- Extracted text -
Mr Raphaël Delpech, recently appointed General Director at BNIC gives an overview of the importance of Cognac on international markets and why a well-functioning and rules-based international trade system is necessary to keep delivering safe and quality products to European consumers.
Can you tell us more about the importance of export for market?
Since its early beginning in the 15th century, Cognac history has been characterized by openness to foreign markets and has been a great traveller ever since.
As an export product, Cognac has always needed an appropriate legal framework removing tariffs and technical barriers to trade. Just like Cognac, the spirits sector in Europe has been one of the main beneficiaries of this open trade policy, championed by the EU in the last 15 years, with a very ambitious agenda of bilateral agreements, resulting in an increase of the volume and value of our exports. Thanks to that, in 2019, Cognac was the biggest exporter in the French wine and spirits industry, with 216.5 million bottles exported.
Therefore, we imagine GI protection and promotion is important, what does the Cognac sector do in this regard?
BNIC has been promoting Cognac GI since 2010 in its key markets (USA and China), in order to develop the image and notoriety of European GIs, notably Cognac, among wine & spirits professionals. Our latest campaign started in March 2020 and aims at promoting a new identity firmly focused on the connection between Cognac and its origins, through education, press relations, social media & digital influence. The heart of the campaign is to raise the profile of GIs by taking part in major industry events and coordinating a network of professionals and influencers. Over the last campaign, 104 masterclasses were organised in the US and China, enabling us to educate near 5,500 professionals. 21 press and influencers events were organised generating near 1,600 positive articles on Cognac.
When exporting to third markets, it’s critical that IP rights are fully protected, not only trademarks but also geographical indications. BNIC has a very offensive strategy of direct registration of “Cognac” on every market where local law allows it, in addition to the ambitious agenda of bilateral and multilateral agreements signed by the EU.
In this regards, the Geneva Act of the Lisbon Agreement (2015) and the GI agreement with China (2019) show the way as they give GI’s holders the right tools to fight against counterfeits.

- Information supplied -

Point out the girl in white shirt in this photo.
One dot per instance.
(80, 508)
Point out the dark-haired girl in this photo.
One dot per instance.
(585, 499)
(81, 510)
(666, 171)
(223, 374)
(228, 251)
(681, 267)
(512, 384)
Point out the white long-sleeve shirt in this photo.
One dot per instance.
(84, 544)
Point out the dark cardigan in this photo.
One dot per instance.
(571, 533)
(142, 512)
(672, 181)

- Task instructions -
Reproduce everything from "BNIC has been" down to "articles on Cognac." in the Cognac interview, changing "masterclasses" to "workshops". Rely on the Cognac interview alone, not on the listing.

- Solution to the problem -
BNIC has been promoting Cognac GI since 2010 in its key markets (USA and China), in order to develop the image and notoriety of European GIs, notably Cognac, among wine & spirits professionals. Our latest campaign started in March 2020 and aims at promoting a new identity firmly focused on the connection between Cognac and its origins, through education, press relations, social media & digital influence. The heart of the campaign is to raise the profile of GIs by taking part in major industry events and coordinating a network of professionals and influencers. Over the last campaign, 104 workshops were organised in the US and China, enabling us to educate near 5,500 professionals. 21 press and influencers events were organised generating near 1,600 positive articles on Cognac.